Le marquis de Nointel pose entouré de ses gens. Légèrement solennel. Il est vêtu d’un long caftan rouge et coiffé d’une perruque de son temps. On reconnaît tout de suite derrière lui Athènes, petite ville assoupie de l’Empire ottoman hérissée de minarets, avec l’Acropole où se dresse une mosquée. L’homme est en route pour la Sublime Porte comme ambassadeur de Louis XIV auprès du Sultan. Le tableau de grandes proportions date des années 1670. Il accueille le visiteur de l’exposition « Paris-Athènes - Naissance de la Grèce moderne », qui vient d’ouvrir ses portes au Louvre, magnifique illustration du début d’une fascination non seulement française mais occidentale pour une nation en devenir, la Grèce.

L’exposition coïncide avec le bicentenaire du début du soulèvement grec contre les Ottomans, le 25 mars 1821, et l’arrivée au Louvre le même mois, le 1er mars 1821, de la Vénus de Milo, découverte un an plus tôt.

Si les lettrés n’avaient jamais oublié l’apport inestimable de la culture grecque de l’Antiquité, relayée par les Latins, l’intérêt pour cette province ottomane que l’on désignait parfois au nord sous le nom de Roumélie fut longtemps limité. Quelques dictionnaires géographiques d’encyclopédistes du XVIIIe siècle faisaient par exemple allusion aux klephtes, ces brigands montagnards qui donnaient du fil à tordre aux occupants ottomans et dont la culture populaire s’est emparée par la suite.

L’Occident s’enthousiasme pour la Grèce au début du XIXe siècle avec la guerre d’indépendance. Les grandes puissances européennes prêtent main-forte aux insurgés et un puissant mouvement philhéllène se développe chez les artistes romantiques, subjugués par les exploits des patriotes grecs et la mort du poète anglais Lord Byron, en 1824, venu aider les assiégés de Missolonghi. David d’Angers signe une « Jeune Grecque au tombeau de Markos Botzaris » (1827) et Eugène Delacroix peint un tableau devenu célèbre, « La Grèce sur les ruines de Missolonghi » (1826). Deux oeuvres que l’on peut admirer à l’exposition.

DOCUMENTS SOURCES
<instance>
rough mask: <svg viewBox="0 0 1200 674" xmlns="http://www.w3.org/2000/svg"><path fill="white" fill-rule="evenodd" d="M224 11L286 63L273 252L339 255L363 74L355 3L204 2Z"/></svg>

CONSIGNE
Recopiez, dans l'extrait sur l'exposition Paris-Athènes, tout le passage qui va de « Le marquis de » jusqu'à « devenir, la Grèce. ».

RÉPONSE ATTENDUE
Le marquis de Nointel pose entouré de ses gens. Légèrement solennel. Il est vêtu d’un long caftan rouge et coiffé d’une perruque de son temps. On reconnaît tout de suite derrière lui Athènes, petite ville assoupie de l’Empire ottoman hérissée de minarets, avec l’Acropole où se dresse une mosquée. L’homme est en route pour la Sublime Porte comme ambassadeur de Louis XIV auprès du Sultan. Le tableau de grandes proportions date des années 1670. Il accueille le visiteur de l’exposition « Paris-Athènes - Naissance de la Grèce moderne », qui vient d’ouvrir ses portes au Louvre, magnifique illustration du début d’une fascination non seulement française mais occidentale pour une nation en devenir, la Grèce.